▸ **EXERCICE 1**
Reproduisez fidèlement le passage de l'extrait sur la taxe Tobin compris entre « 3.- LES OBSTACLES POLITIQUES » et « la zone euro. », bornes incluses.
▸ **EXERCICE 2**
Répondez aux questions suivantes en vous appuyant sur l'extrait consacré à la taxe Tobin.
(a) Quel taux de taxe le texte juge-t-il impuissant face aux anticipations de dévaluation en changes fixes ?
(b) À quelle date le Parlement européen a-t-il rejeté la motion sur la faisabilité de la taxe ?
(c) Combien de signatures la motion présentée à l'initiative de M. Harry Barnes a-t-elle recueillies ?

En l'absence d'évaluation précise sur la base taxable et le nombre de redevables, l'efficacité de la taxe Tobin est une question qui s'apparente à un pari. Il n'est pas étonnant que les partisans ou les opposants à la taxe tiennent des positions éloignées, n'ayant que des arguments théoriques à faire valoir.

C'est ainsi que l'on contestera aisément l'efficacité de la taxe dans un système de changes fixes, où un taux de 0,1 % ne peut en rien atténuer des anticipations de dévaluation oscillant entre 10 et 30 %. La taxe Tobin n'aurait pas empêché la crise asiatique. En système de change flottant, l'anticipation résulte d'une analyse, résultant elle-même d'une connaissance et d'un accès privilégié à l'information. « Au total, c'est ce mélange d'expérience du marché des changes et d'accès privilégié à l'information qui permet aux traders des grandes banques et aux opérateurs de hedge funds de réaliser des profits spéculatifs. Que se passerait-il si la taxe Tobin conduisait à un marché totalement électronique et à exclure certains de ces intervenants ? Il est très peu probable que le résultat soit une stabilisation du marché des changes entre grandes devises. Il y a même des raisons de penser qu'un marché totalement électronique pourrait devenir encore un peu plus aveugle, moins bien informé et plus volatile » (21) surtout lorsque l'on garde à l'esprit que la modélisation mathématique accentue les tendances à la baisse des marchés.

3.- LES OBSTACLES POLITIQUES À LA MISE EN PLACE DE LA TAXE TOBIN

Le caractère international des mouvements de capitaux rend illusoire l'application de la taxe Tobin à un seul pays. Pour être efficace, elle doit être mise en _uvre dans les pays où se trouvent les principaux marchés monétaires, soit la Grande-Bretagne, les États-Unis et le Japon, et dans une moindre mesure les États de la zone euro.

A ce jour, seul le Parlement canadien a voté une motion encourageant son gouvernement à proposer à ses partenaires l'instauration d'une telle taxe. Le Parlement européen a rejeté de justesse, le 20 janvier 2000 (à six voix près) une motion demandant à la Commission européenne d'étudier la faisabilité de la taxe, malgré l'opposition du commissaire européen chargé de la fiscalité Frits Bolkestein, qui jugeait que « ce serait une intervention indirecte sur les flux de capitaux, et donc une violation du traité de Rome ». La Chambre des communes du Royaume-Uni a présenté une motion à l'initiative de M. Harry Barnes, député travailliste d'Irlande du Nord, qui a recueilli à ce jour 72 signatures. Par ailleurs, la Commission permanente des questions sociales, agissant au nom de l'Assemblée générale de l'ONU, lors du Sommet de Copenhague sur le développement social (1996) a adopté une résolution demandant d'examiner la possibilité d'établir une taxe sur les transactions monétaires à court terme. A ce jour, aucun vote n'a cependant abouti. Aucune négociation n'a été entamée et le Congrès américain a clairement fait connaître son opposition de principe à la mise en place de la taxe.

▸ **DONNÉES FOURNIES**
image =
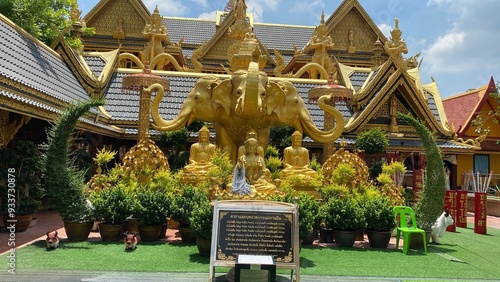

▸ **RÉPONSE ATTENDUE 1**
3.- LES OBSTACLES POLITIQUES À LA MISE EN PLACE DE LA TAXE TOBIN

Le caractère international des mouvements de capitaux rend illusoire l'application de la taxe Tobin à un seul pays. Pour être efficace, elle doit être mise en _uvre dans les pays où se trouvent les principaux marchés monétaires, soit la Grande-Bretagne, les États-Unis et le Japon, et dans une moindre mesure les États de la zone euro.

▸ **RÉPONSE ATTENDUE 2**
(a) Il s'agit d'un taux de 0,1 %.
(b) Le rejet a eu lieu le 20 janvier 2000.
(c) La motion a recueilli 72 signatures.